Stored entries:
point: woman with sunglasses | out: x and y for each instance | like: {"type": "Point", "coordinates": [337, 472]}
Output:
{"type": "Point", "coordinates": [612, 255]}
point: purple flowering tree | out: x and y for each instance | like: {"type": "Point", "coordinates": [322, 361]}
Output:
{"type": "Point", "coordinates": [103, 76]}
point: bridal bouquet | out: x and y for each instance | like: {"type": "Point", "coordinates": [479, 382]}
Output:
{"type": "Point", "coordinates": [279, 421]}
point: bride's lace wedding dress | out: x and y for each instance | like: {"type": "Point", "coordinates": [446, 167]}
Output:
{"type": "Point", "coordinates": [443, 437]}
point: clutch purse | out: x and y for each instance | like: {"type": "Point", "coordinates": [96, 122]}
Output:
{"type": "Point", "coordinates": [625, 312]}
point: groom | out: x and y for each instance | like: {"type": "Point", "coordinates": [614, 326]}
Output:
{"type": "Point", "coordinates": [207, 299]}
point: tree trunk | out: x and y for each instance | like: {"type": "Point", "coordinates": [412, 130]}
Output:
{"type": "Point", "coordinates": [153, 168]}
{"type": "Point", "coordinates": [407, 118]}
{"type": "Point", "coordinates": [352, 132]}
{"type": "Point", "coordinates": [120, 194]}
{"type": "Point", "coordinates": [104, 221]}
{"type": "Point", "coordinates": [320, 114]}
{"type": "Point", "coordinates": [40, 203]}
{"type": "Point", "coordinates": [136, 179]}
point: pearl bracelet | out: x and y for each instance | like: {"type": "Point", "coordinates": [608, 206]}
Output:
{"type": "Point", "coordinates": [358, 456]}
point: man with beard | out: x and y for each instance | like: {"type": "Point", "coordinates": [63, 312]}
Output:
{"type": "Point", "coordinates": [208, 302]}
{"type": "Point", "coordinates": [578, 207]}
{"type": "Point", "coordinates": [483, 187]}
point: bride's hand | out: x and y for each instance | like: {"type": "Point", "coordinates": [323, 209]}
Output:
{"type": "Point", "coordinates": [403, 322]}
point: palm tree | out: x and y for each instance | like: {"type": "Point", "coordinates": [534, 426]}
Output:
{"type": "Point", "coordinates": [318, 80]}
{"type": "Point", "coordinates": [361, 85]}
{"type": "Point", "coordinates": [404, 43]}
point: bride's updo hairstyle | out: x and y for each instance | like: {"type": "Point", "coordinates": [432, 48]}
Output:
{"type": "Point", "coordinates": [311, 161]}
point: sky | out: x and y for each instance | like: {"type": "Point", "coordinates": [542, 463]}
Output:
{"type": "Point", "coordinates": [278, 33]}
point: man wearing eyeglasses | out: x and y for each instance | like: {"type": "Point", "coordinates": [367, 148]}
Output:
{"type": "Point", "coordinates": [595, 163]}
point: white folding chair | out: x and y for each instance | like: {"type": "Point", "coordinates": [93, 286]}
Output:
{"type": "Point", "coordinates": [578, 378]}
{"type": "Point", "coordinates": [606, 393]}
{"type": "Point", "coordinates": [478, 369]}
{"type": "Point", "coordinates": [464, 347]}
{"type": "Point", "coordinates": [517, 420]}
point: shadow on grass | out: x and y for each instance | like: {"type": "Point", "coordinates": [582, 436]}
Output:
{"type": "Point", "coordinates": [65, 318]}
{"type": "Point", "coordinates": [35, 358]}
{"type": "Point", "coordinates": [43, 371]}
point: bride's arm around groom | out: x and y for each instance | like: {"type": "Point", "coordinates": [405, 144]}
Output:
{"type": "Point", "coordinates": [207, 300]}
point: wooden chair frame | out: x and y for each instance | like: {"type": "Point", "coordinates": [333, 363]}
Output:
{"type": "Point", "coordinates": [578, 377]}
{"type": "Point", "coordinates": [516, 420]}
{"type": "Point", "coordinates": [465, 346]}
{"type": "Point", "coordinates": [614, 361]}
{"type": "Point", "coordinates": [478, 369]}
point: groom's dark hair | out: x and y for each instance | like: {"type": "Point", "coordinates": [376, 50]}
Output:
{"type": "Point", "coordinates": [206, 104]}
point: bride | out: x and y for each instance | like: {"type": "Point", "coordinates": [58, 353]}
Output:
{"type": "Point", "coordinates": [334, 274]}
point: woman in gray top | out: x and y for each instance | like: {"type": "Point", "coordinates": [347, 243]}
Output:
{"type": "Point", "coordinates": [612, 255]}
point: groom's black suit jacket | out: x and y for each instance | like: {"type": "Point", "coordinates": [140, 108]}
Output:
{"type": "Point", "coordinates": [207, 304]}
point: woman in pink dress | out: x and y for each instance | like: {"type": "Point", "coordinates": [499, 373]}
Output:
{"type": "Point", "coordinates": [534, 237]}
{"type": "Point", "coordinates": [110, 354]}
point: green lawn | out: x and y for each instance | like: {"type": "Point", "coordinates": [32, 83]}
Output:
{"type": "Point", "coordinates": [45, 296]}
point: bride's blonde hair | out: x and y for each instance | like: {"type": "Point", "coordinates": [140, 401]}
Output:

WHAT YOU WILL DO: Pull every line with the word "bride" from the data.

WRITTEN ANSWER:
point: bride's lace wedding dress | out: x and y for each instance | like: {"type": "Point", "coordinates": [446, 167]}
point: bride's hand | out: x and y for each instance | like: {"type": "Point", "coordinates": [323, 209]}
point: bride's updo hairstyle | out: x and y for each instance | like: {"type": "Point", "coordinates": [432, 48]}
point: bride's arm around groom | out: x and y for each instance | like: {"type": "Point", "coordinates": [405, 144]}
point: bride | out: x and y for each instance | like: {"type": "Point", "coordinates": [58, 353]}
point: bride's blonde hair | out: x and y for each instance | like: {"type": "Point", "coordinates": [140, 401]}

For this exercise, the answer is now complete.